CHECK YOUR UNDERSTANDING:
(a) Decide whether each statement agrees with the student profile. Answer yes or no, and quote the deciding words from the text.
(i) The student met Dr Jaclyn Pearson at an information night for prospective Honours students.
(ii) The Type III Secretion System is located inside the human host cell.
(iii) The Pearson research group was long established when the student joined it.
(b) The student profile describes Salmonella effector proteins. Explain how they reach the host cell and why they change immune signalling and programmed cell death pathways.

SUPPLIED PASSAGE:
──────

Madeleine Wemyss is a member of the Host-Pathogen Interactions Research group in the Centre for Innate Immunity and Infectious Diseases.
Areas of interest
Area of study:
Salmonella and innate immune signalling
Year of enrolment:
Why did you choose Hudson Institute and your research group?
I met Dr Jaclyn Pearson at an information night for prospective Honours students at Hudson Institute, and really connected with her passion for (and approach to) scientific study. Although, the research group was relatively young, Jaclyn had already established a wide network of collaborators, as well as a strong skillset of varied techniques that enables her work to be relevant and competitive. I had also heard a lot about Hudson Institute from lecturers and tutors during my degree, and admired the Institute's commitment to high-quality, translational research. After successfully completing my Honours year with the Pearson Lab, I found myself keen to continue my project into a PhD and knew that this was the right group for me!
What is your research about and what do you hope to achieve?
My research explores changes in the host cell environment during infection with a Gram-negative pathogen, Salmonella enterica, which can cause food poisoning and even cases of severe gastrointestinal disease in humans. Salmonella uses a needle-like protein complex on the bacterial membrane, called a Type III Secretion System, to transport virulence proteins into the human host cell. These virulence (or effector) proteins then make changes to our immune signalling and programmed cell death pathways, turning these mechanisms on or off to promote bacterial survival. By investigating the ways Salmonella makes these changes, I hope to contribute to our understanding of bacterial pathogenesis, and eventually inform the development of new therapeutics against these bacterial species.
What is it like being a student at Hudson Institute?

──────

DATASET:
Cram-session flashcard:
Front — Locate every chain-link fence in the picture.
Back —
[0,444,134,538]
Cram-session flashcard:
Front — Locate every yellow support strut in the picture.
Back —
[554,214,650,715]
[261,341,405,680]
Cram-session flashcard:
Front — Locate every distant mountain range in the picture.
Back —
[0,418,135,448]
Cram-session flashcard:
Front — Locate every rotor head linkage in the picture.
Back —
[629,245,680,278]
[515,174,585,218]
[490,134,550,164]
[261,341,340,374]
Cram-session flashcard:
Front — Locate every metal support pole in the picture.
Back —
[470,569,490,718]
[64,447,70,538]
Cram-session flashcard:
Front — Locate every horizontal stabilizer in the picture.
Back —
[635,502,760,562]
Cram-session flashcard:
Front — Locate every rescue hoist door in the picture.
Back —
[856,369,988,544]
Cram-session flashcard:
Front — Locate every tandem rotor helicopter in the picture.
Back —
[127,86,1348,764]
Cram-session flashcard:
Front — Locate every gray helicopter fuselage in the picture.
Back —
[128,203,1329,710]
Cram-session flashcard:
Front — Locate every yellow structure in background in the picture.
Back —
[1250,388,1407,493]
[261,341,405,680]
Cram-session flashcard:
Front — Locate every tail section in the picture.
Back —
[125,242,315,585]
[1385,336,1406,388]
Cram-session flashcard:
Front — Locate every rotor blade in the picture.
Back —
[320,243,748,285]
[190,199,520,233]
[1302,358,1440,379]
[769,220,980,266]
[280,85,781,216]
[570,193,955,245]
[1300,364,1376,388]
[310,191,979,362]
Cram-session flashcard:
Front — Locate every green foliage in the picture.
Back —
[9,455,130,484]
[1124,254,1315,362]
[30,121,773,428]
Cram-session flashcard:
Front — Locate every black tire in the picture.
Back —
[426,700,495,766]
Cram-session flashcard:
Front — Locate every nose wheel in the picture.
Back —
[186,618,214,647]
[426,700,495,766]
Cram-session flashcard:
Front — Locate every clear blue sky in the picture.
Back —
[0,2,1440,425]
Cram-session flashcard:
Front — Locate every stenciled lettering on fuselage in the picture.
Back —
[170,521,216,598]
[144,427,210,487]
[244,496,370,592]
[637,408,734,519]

──────

ANSWERS TO THE TASKS:
(a)
(i) Yes: "I met Dr Jaclyn Pearson at an information night for prospective Honours students at Hudson Institute"
(ii) No: "a needle-like protein complex on the bacterial membrane, called a Type III Secretion System"
(iii) No: "the research group was relatively young"

(b) Salmonella transports the effector proteins into the human host cell through a Type III Secretion System, which is a needle-like protein complex on the bacterial membrane. Inside the host cell, the proteins turn immune signalling and programmed cell death mechanisms on or off to promote bacterial survival.